**EXERCISE 1**
Locate each line in the rows below that contains the string "plate", and copy those lines.

**TEXT BLOCK**
□ □ □ □ □

In Chicoloapan, this flat, eastward-spreading section of the metropolitan region, greater Mexico City looks more like a forgotten war zone than a collection of interconnected suburbs. Cinder-block buildings sit unfinished out in the fields, and dogs and the most destitute people carve out their living spaces along the black muddy roadside. By the time Reyes calls up to the driver to ask to get off, I am relieved to unglue myself from the lady next to me. This could be any other desolate street in the reaches of the valley where the urban rubs uncomfortably up against the rural. Nothing to speak of, nothing to note, just buildings and fences and dogs and the big cloudy sky above us. We walk down an empty side street, past closet-size paper stores, Internet shops, and cleaners. No one is around. The street is quiet enough to hear my own breathing. Reyes does not live here; he stayed in the orbit of Santa Fe after Tlayacapa was swept off the map. But he moves around Chicoloapan with the assuredness of a local. We are headed to his sister Flexi’s house, to see who is home.
“Tell me what happened when they kicked you out of Santa Fe,” I say to Reyes. “How did your fa
mily end up here?”
It happened in the middle of the night, Reyes says. There were mounted police, police from all the boroughs, police right outside his door. Old people, women, children, all woken up and forced from their homes. It sounds violent and traumatic. After the initial dislocation battle, Reyes and his community formed a resistance movement. They camped out in their territory. They camped out before government buildings. “Every night, at two or four in the morning, the riot police would come and push us out of where we were, like at the Zócalo,” Reyes says. “Even with our kids, with our old people, who got sick. Those who resisted were beaten, beaten bad. We lived for four years in struggle and resistance.”

□ □ □ □ □

**PROVIDED RECORDS**

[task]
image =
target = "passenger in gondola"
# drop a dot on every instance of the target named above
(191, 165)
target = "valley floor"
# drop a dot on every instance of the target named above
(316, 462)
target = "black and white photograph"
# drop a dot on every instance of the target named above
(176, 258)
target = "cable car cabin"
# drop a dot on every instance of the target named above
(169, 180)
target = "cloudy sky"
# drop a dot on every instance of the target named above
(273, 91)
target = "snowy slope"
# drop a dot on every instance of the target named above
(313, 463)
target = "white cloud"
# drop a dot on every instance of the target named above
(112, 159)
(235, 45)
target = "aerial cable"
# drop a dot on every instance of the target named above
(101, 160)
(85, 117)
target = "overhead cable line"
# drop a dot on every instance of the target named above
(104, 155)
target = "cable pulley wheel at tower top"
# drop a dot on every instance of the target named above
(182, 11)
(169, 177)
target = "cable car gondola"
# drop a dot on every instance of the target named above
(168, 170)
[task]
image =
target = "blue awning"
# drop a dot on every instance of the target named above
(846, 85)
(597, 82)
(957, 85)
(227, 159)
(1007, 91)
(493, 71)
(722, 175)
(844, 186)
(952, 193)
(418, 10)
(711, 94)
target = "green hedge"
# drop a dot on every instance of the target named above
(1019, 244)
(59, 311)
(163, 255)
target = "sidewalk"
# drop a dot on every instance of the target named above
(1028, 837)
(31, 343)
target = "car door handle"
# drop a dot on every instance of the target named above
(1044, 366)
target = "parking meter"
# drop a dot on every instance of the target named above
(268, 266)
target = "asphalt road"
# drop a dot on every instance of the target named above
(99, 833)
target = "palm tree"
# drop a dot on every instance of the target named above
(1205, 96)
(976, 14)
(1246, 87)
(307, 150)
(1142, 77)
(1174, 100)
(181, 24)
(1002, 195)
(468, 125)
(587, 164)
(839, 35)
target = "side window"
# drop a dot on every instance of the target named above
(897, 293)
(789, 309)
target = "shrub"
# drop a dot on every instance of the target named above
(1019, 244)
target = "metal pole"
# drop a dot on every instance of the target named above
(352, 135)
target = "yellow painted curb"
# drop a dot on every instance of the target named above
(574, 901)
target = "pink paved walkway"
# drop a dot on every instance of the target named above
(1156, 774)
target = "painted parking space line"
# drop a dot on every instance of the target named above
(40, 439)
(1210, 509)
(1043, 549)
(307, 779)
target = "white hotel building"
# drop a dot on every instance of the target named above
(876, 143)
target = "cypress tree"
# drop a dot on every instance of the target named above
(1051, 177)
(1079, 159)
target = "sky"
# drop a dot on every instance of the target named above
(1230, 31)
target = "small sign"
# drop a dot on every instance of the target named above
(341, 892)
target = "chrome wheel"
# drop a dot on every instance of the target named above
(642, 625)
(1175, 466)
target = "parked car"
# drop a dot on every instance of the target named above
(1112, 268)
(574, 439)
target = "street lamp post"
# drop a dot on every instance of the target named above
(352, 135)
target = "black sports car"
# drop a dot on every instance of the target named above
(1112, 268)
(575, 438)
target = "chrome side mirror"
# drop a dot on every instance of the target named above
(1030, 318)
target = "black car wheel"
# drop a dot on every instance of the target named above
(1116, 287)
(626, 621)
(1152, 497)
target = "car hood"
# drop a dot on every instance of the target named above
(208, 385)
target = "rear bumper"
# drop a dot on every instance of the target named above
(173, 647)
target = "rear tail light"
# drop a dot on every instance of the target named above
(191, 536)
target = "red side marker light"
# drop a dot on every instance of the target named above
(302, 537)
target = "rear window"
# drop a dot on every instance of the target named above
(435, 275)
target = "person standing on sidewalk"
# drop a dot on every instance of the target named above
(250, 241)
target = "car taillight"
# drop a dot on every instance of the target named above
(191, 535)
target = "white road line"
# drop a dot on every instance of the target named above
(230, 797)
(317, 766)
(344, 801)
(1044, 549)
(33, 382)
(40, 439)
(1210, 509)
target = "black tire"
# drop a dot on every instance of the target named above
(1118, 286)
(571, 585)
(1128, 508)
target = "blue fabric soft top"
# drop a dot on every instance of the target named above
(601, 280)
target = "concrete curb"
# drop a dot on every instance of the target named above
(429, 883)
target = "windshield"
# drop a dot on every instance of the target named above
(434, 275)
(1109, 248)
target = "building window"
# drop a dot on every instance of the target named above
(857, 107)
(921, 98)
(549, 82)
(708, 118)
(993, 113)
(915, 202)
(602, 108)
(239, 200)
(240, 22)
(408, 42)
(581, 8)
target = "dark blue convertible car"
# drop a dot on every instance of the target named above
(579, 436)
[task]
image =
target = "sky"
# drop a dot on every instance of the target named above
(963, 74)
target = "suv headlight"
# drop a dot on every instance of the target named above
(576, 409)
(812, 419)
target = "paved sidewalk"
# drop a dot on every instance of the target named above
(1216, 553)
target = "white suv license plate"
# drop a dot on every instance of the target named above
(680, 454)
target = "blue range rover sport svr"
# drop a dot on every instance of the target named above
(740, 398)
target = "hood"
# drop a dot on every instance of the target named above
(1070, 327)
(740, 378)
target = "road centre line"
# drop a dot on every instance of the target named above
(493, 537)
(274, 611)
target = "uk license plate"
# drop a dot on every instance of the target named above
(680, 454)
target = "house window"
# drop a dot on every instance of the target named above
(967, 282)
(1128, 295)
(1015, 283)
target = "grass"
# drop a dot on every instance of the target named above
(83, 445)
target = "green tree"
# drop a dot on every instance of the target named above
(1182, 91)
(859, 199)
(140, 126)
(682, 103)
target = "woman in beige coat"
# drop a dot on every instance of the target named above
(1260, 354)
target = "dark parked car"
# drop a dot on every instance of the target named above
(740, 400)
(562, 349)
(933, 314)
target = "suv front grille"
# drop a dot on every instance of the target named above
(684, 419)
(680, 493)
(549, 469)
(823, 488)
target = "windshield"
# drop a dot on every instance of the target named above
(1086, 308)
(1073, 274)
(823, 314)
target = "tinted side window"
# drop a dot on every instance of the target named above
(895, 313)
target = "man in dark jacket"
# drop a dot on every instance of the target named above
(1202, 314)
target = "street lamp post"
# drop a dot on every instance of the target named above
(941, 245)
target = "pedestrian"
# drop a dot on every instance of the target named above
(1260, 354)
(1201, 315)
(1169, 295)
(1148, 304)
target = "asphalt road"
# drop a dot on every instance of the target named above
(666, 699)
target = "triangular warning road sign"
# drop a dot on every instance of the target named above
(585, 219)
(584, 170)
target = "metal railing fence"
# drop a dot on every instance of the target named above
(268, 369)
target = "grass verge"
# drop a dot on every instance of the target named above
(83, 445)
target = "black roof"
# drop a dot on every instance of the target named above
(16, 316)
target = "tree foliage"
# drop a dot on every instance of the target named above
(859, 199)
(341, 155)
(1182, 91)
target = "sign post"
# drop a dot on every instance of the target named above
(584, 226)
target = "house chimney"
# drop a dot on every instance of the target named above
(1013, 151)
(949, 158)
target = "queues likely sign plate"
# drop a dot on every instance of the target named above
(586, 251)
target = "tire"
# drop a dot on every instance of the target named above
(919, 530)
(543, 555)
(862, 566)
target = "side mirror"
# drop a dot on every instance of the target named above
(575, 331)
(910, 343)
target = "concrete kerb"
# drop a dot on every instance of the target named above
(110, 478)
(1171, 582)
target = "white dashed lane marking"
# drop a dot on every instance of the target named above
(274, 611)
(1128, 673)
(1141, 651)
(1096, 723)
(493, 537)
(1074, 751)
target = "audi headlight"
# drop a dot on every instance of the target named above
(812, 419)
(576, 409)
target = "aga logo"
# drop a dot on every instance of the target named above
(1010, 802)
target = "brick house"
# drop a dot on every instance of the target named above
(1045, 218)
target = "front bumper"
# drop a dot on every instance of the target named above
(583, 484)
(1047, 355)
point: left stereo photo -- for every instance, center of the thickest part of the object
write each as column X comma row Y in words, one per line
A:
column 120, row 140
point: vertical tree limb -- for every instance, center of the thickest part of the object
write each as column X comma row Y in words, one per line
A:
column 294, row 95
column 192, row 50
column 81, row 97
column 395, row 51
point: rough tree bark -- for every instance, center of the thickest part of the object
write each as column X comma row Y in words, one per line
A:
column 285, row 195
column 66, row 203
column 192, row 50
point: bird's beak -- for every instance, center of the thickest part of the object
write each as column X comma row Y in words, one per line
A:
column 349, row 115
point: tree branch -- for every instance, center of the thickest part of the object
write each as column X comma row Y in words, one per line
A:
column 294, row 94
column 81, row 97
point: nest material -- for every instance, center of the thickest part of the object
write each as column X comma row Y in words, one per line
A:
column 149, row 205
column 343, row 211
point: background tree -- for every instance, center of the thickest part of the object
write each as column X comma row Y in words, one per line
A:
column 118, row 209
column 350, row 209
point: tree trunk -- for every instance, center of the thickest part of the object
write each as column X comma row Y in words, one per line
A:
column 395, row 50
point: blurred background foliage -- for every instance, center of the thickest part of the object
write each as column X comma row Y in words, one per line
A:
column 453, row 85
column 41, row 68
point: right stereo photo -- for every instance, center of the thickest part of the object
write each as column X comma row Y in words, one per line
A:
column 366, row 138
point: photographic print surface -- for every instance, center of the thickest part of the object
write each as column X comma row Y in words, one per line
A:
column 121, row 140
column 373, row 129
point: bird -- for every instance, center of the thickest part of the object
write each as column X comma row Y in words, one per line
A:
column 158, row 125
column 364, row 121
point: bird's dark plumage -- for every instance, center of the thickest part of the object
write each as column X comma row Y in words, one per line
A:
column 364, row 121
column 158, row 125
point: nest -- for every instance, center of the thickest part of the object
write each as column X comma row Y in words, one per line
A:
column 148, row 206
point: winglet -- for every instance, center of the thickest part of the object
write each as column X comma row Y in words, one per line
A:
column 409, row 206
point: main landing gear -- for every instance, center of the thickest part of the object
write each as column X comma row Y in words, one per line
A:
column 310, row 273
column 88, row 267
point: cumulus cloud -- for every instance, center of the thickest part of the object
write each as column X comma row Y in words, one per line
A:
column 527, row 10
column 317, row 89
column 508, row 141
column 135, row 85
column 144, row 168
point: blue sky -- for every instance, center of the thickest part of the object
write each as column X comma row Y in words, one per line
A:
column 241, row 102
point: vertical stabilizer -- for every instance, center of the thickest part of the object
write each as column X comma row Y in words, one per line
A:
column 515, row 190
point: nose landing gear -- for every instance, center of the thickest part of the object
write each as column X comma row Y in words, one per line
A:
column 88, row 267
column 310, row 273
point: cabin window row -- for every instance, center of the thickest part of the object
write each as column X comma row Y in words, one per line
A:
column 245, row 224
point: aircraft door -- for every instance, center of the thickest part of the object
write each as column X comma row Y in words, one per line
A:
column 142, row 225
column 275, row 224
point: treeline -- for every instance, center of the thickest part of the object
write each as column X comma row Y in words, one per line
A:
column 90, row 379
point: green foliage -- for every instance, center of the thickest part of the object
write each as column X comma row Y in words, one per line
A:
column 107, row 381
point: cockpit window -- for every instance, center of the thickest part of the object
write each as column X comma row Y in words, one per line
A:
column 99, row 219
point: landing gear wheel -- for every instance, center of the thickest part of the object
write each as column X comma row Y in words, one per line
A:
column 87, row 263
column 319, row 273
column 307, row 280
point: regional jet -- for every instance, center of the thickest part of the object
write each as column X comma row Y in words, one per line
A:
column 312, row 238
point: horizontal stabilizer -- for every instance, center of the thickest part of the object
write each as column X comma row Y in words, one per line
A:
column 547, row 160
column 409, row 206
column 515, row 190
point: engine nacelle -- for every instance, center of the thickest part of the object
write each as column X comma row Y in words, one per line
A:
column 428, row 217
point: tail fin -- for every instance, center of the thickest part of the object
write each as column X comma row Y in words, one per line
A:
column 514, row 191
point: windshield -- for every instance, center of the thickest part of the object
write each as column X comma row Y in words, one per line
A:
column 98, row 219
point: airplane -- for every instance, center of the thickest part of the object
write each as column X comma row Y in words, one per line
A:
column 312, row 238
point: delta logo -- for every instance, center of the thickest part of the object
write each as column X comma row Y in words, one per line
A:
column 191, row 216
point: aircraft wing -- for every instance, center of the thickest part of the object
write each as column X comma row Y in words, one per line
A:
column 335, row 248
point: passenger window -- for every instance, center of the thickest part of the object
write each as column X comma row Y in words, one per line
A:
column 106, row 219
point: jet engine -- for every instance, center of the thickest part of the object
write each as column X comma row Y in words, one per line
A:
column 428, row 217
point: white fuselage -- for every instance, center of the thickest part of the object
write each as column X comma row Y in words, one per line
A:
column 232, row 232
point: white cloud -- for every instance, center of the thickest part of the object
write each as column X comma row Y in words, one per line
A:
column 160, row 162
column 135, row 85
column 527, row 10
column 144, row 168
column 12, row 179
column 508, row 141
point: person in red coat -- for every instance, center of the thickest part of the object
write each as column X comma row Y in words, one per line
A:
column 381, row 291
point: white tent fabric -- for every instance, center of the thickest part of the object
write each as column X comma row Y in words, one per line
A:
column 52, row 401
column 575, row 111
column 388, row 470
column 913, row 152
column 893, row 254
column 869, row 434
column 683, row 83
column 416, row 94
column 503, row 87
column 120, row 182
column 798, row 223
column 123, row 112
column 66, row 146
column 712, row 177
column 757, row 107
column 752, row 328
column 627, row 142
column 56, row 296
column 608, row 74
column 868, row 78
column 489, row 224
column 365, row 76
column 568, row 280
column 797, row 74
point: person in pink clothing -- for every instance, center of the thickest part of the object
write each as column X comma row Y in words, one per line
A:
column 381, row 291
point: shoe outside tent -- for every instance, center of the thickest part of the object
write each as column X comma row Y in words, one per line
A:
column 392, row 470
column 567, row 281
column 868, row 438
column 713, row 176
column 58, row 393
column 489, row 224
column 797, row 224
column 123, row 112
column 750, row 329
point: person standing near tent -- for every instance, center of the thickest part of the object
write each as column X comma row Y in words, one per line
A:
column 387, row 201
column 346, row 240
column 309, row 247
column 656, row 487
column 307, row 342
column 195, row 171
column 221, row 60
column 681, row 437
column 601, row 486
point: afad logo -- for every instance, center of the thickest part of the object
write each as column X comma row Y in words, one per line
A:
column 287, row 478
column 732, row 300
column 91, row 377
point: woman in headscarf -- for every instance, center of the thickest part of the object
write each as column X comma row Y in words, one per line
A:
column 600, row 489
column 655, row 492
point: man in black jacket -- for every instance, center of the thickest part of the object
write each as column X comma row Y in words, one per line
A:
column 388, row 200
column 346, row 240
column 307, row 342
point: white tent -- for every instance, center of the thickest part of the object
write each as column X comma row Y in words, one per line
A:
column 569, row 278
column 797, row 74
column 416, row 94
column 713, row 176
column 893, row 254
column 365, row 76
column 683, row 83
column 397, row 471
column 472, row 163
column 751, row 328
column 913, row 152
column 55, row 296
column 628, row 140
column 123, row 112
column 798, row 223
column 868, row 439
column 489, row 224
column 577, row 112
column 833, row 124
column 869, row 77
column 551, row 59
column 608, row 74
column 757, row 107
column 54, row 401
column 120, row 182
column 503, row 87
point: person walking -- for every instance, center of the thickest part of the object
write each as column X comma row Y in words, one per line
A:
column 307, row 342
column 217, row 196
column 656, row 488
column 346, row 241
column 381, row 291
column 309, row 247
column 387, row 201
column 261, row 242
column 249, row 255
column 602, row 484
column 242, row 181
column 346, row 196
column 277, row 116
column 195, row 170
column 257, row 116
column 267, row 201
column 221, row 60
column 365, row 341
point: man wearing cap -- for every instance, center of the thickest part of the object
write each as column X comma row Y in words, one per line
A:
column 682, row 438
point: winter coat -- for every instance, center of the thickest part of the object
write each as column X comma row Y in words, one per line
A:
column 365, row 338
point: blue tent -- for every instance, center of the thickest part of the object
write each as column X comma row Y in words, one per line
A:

□ □ □ □ □

**EXERCISE 2**
Reproduce the entire Chicoloapan passage above, word for word.

**FULL RESPONSE 1**
target = "white suv license plate"
target = "uk license plate"
target = "queues likely sign plate"

**FULL RESPONSE 2**
In Chicoloapan, this flat, eastward-spreading section of the metropolitan region, greater Mexico City looks more like a forgotten war zone than a collection of interconnected suburbs. Cinder-block buildings sit unfinished out in the fields, and dogs and the most destitute people carve out their living spaces along the black muddy roadside. By the time Reyes calls up to the driver to ask to get off, I am relieved to unglue myself from the lady next to me. This could be any other desolate street in the reaches of the valley where the urban rubs uncomfortably up against the rural. Nothing to speak of, nothing to note, just buildings and fences and dogs and the big cloudy sky above us. We walk down an empty side street, past closet-size paper stores, Internet shops, and cleaners. No one is around. The street is quiet enough to hear my own breathing. Reyes does not live here; he stayed in the orbit of Santa Fe after Tlayacapa was swept off the map. But he moves around Chicoloapan with the assuredness of a local. We are headed to his sister Flexi’s house, to see who is home.
“Tell me what happened when they kicked you out of Santa Fe,” I say to Reyes. “How did your fa
mily end up here?”
It happened in the middle of the night, Reyes says. There were mounted police, police from all the boroughs, police right outside his door. Old people, women, children, all woken up and forced from their homes. It sounds violent and traumatic. After the initial dislocation battle, Reyes and his community formed a resistance movement. They camped out in their territory. They camped out before government buildings. “Every night, at two or four in the morning, the riot police would come and push us out of where we were, like at the Zócalo,” Reyes says. “Even with our kids, with our old people, who got sick. Those who resisted were beaten, beaten bad. We lived for four years in struggle and resistance.”